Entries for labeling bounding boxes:
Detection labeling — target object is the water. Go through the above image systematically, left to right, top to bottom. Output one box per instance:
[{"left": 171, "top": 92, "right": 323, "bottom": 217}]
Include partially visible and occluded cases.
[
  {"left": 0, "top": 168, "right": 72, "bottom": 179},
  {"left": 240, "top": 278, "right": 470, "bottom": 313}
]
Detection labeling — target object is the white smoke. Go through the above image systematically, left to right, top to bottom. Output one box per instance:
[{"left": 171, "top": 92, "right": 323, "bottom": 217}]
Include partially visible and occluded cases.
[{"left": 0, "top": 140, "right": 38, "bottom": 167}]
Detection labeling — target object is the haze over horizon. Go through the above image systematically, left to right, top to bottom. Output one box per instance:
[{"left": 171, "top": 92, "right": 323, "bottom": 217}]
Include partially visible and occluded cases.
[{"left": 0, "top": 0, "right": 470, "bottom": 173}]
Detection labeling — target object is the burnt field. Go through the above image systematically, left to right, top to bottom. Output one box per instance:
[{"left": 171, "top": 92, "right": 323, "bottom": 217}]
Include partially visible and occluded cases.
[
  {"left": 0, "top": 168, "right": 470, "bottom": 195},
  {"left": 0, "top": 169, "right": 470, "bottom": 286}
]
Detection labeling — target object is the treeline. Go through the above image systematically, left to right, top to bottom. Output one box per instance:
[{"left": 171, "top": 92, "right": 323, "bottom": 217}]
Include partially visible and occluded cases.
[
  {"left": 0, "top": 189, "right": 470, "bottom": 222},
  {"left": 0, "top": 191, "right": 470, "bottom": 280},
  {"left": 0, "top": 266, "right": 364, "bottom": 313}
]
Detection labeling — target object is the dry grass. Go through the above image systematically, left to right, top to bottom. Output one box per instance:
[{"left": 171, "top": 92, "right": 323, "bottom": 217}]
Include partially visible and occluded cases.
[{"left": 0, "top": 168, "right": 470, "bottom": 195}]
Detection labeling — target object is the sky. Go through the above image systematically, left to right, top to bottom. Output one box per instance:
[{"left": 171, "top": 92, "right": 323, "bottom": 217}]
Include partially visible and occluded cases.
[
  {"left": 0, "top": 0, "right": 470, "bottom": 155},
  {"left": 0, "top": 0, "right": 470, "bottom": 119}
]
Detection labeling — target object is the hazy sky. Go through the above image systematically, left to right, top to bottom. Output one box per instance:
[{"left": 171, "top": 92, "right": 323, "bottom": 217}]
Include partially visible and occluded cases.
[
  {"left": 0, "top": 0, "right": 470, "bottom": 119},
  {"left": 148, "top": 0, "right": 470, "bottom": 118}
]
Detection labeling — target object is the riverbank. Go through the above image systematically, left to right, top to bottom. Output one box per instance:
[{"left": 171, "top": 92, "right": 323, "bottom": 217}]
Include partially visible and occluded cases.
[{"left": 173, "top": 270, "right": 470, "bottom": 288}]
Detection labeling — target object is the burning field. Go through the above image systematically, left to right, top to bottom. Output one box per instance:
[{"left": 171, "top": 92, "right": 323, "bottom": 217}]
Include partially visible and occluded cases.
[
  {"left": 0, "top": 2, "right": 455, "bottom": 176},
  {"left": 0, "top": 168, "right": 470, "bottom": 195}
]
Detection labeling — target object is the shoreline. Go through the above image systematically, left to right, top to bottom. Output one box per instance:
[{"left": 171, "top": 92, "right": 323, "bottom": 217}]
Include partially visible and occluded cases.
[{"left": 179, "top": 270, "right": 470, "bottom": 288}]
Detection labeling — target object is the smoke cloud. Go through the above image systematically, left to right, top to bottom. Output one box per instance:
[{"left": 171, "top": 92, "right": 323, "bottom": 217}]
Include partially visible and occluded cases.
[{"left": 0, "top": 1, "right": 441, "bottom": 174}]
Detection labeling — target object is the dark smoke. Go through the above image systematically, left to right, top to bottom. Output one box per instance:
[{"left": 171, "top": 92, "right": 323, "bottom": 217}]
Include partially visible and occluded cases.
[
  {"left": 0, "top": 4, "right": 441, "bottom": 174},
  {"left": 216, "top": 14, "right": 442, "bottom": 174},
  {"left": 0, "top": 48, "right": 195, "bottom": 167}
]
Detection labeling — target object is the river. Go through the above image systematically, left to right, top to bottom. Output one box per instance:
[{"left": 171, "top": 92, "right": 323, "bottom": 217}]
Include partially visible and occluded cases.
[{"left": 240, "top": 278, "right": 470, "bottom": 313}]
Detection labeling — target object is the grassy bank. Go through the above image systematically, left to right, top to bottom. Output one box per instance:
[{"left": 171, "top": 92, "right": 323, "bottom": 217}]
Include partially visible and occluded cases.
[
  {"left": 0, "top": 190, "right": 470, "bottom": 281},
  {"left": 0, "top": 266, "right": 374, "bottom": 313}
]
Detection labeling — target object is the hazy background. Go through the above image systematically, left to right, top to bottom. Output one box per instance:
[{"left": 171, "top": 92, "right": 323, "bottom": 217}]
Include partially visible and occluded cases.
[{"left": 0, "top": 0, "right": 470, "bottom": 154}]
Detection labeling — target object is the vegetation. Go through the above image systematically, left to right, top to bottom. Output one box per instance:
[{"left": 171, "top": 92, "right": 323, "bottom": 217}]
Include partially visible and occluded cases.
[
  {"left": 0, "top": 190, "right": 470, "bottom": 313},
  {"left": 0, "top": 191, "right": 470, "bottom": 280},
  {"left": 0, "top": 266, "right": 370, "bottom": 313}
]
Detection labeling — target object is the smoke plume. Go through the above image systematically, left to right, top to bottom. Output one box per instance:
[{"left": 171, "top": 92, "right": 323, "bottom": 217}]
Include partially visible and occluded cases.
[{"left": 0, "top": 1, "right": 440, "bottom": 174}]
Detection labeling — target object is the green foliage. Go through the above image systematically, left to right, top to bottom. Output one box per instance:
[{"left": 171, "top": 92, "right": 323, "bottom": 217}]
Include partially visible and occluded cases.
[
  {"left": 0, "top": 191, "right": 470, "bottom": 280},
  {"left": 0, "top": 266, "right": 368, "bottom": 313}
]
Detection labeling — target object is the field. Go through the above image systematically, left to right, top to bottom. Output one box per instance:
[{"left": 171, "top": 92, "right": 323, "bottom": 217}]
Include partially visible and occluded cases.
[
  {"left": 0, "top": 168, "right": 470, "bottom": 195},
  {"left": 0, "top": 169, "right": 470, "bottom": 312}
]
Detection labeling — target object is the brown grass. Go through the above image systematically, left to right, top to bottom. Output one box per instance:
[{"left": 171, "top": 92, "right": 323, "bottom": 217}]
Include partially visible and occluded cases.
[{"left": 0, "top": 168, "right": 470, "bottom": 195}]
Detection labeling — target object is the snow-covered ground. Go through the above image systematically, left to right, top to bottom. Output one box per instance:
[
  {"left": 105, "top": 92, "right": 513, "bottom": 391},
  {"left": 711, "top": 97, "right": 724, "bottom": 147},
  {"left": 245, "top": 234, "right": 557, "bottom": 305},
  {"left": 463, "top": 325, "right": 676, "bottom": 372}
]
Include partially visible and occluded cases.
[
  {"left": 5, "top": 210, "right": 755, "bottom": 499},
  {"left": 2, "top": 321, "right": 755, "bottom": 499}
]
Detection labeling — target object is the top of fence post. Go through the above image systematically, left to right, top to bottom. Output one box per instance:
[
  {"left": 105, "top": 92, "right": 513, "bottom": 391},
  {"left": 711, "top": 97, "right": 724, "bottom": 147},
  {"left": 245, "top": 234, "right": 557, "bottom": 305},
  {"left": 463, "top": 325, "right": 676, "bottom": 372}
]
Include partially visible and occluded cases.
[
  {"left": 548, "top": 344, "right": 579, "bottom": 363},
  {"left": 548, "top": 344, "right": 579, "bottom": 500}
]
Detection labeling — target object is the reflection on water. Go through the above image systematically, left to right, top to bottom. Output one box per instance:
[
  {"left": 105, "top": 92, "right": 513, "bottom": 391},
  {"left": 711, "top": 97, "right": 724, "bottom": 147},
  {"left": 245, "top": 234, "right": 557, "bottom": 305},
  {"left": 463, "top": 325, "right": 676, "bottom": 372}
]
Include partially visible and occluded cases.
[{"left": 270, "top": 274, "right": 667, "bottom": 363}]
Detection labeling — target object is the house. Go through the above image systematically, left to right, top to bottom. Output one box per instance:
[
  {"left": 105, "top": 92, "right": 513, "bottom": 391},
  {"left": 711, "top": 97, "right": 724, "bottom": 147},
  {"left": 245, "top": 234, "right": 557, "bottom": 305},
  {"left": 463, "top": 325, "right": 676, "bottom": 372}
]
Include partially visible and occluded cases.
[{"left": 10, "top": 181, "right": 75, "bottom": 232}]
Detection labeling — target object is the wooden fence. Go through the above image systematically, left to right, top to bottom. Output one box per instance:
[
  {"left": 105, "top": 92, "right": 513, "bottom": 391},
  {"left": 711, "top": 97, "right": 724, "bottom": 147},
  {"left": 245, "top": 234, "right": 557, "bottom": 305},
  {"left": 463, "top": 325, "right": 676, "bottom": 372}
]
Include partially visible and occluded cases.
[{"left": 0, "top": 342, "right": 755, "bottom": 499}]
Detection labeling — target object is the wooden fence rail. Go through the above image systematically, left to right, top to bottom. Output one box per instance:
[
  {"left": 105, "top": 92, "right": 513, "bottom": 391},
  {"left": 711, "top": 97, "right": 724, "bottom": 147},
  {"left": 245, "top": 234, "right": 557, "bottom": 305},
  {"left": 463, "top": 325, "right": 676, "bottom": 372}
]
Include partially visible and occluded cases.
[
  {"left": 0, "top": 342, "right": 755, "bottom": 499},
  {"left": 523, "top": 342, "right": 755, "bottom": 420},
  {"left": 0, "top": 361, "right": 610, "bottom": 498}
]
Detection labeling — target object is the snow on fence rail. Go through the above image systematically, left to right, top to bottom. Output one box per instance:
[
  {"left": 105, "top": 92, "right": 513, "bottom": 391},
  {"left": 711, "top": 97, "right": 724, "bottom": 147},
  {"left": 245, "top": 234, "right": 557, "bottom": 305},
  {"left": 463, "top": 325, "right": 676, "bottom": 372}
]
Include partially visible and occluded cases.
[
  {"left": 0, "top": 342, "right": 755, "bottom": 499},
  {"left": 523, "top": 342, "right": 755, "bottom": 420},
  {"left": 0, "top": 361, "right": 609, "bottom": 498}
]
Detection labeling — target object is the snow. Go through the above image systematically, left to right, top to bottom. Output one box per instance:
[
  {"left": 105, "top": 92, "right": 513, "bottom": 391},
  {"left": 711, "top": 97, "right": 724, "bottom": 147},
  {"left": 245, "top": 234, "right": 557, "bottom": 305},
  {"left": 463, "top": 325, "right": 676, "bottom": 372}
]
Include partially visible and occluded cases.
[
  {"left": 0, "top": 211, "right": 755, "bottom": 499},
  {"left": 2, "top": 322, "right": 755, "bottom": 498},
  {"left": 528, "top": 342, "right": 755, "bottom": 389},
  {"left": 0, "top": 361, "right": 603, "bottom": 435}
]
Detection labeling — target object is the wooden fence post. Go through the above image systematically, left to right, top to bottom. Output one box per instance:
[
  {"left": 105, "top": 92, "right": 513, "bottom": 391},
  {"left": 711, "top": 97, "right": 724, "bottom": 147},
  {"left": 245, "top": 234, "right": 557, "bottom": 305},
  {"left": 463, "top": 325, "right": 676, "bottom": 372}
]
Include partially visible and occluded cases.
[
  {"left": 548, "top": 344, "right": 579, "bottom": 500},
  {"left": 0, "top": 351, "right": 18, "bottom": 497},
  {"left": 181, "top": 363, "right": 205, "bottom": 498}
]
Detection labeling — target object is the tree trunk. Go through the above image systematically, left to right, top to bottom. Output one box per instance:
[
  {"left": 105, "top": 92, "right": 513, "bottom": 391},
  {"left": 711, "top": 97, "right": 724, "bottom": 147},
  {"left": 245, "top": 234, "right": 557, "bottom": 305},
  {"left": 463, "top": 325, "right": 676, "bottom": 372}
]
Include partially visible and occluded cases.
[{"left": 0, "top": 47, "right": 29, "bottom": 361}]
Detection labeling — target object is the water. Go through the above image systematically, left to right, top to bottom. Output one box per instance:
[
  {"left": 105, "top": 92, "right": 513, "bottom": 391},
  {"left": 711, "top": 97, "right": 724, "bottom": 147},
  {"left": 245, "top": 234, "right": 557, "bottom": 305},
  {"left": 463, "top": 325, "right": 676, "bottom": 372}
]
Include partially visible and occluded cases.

WHAT TO PRODUCE:
Collect each line in the items above that contains the string "fence", and reproduce those lines in full.

SOLUTION TO THIS TASK:
Detection labeling — target object is the top of fence post. Go through the above image systematically, left to right, top to bottom. Output one box per instance:
Detection labeling — target object is the wooden fence. Go through the above image systematically, left to right, top to bottom. Output one box per instance:
Detection labeling — target object is the wooden fence rail. Go through the above image systematically, left to right, top to bottom. Output one box per instance:
Detection labeling — target object is the snow on fence rail. Go through the above image systematically, left to right, top to bottom. Output one box per instance:
Detection labeling — target object is the wooden fence post. Go through the above image systematically, left to right, top to bottom. Output one box per instance:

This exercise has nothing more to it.